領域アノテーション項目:
■ ■ ■ ■ ■ ■ ■

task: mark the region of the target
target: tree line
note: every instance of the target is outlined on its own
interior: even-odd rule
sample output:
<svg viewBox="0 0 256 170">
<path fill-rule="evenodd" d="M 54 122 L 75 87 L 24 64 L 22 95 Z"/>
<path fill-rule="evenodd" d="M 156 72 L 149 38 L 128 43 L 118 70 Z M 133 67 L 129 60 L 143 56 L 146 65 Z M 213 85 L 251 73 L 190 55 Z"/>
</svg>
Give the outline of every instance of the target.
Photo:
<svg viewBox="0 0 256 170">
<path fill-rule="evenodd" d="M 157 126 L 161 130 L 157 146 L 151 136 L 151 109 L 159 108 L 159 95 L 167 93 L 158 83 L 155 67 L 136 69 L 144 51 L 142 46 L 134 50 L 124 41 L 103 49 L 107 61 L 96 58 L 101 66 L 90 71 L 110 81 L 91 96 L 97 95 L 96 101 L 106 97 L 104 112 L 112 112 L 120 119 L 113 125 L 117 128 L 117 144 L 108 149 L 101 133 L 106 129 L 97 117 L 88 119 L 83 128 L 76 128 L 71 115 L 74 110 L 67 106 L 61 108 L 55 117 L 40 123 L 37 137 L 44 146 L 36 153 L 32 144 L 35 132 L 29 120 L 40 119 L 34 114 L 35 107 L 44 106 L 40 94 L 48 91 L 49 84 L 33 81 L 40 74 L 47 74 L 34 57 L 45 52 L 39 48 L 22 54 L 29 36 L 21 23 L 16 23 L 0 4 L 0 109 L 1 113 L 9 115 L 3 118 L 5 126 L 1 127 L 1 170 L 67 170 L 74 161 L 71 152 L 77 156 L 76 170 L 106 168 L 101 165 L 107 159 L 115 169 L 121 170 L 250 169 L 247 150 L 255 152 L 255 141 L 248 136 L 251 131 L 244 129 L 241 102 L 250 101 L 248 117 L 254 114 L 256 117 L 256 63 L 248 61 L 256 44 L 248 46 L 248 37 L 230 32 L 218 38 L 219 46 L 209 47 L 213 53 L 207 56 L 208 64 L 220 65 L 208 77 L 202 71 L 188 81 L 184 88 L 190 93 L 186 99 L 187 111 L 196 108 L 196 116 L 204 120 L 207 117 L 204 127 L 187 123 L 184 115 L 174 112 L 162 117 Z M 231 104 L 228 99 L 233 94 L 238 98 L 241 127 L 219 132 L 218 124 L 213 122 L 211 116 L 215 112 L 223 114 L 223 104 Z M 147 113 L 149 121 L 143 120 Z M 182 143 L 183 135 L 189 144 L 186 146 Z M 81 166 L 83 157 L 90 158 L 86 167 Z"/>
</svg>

■ ■ ■ ■ ■ ■ ■

▸ やること: 上の行をすべて書き直し、「tree line」を「shoreline」に置き換えてください。それ以外はどこも変えないでください。

▸ 回答:
task: mark the region of the target
target: shoreline
note: every instance of the target is outlined on its own
interior: even-odd rule
sample output:
<svg viewBox="0 0 256 170">
<path fill-rule="evenodd" d="M 54 122 L 75 87 L 24 64 L 22 95 Z"/>
<path fill-rule="evenodd" d="M 156 72 L 149 38 L 128 43 L 118 70 Z M 133 67 L 129 60 L 143 56 L 146 65 Z M 213 85 L 251 73 L 190 55 Z"/>
</svg>
Give the outline of every instance of the target.
Photo:
<svg viewBox="0 0 256 170">
<path fill-rule="evenodd" d="M 157 126 L 161 130 L 157 146 L 151 136 L 151 109 L 159 108 L 159 95 L 167 93 L 158 83 L 155 67 L 136 69 L 144 51 L 142 46 L 134 50 L 124 41 L 103 49 L 107 61 L 96 58 L 101 66 L 90 71 L 110 81 L 91 96 L 97 95 L 96 101 L 106 97 L 104 112 L 112 112 L 120 119 L 113 125 L 117 128 L 117 144 L 108 149 L 101 133 L 106 129 L 97 117 L 88 119 L 83 128 L 76 128 L 71 115 L 74 110 L 67 106 L 61 108 L 55 117 L 40 123 L 37 137 L 44 146 L 36 153 L 32 144 L 35 132 L 29 120 L 40 119 L 34 114 L 35 107 L 44 106 L 40 94 L 48 91 L 49 84 L 33 81 L 40 74 L 47 74 L 34 57 L 45 52 L 39 48 L 22 54 L 29 36 L 21 23 L 16 23 L 0 4 L 0 109 L 1 113 L 9 115 L 3 118 L 5 126 L 1 127 L 1 170 L 67 170 L 74 161 L 71 152 L 77 156 L 76 170 L 106 168 L 101 165 L 107 159 L 115 169 L 121 170 L 250 169 L 247 150 L 255 152 L 255 141 L 248 136 L 251 131 L 244 129 L 241 102 L 250 101 L 248 117 L 254 114 L 256 117 L 256 63 L 248 61 L 256 44 L 248 46 L 248 37 L 230 32 L 218 38 L 219 46 L 209 47 L 213 53 L 207 56 L 208 64 L 220 65 L 208 77 L 202 71 L 188 81 L 184 88 L 190 93 L 186 99 L 187 111 L 196 108 L 196 116 L 204 120 L 207 117 L 204 127 L 187 123 L 184 115 L 174 112 L 162 117 Z M 231 104 L 228 99 L 233 94 L 238 98 L 241 127 L 219 132 L 218 124 L 213 122 L 211 116 L 215 112 L 223 114 L 223 104 Z M 147 113 L 149 121 L 143 120 Z M 182 143 L 183 135 L 189 144 L 186 146 Z M 81 166 L 83 157 L 90 158 L 86 167 Z"/>
</svg>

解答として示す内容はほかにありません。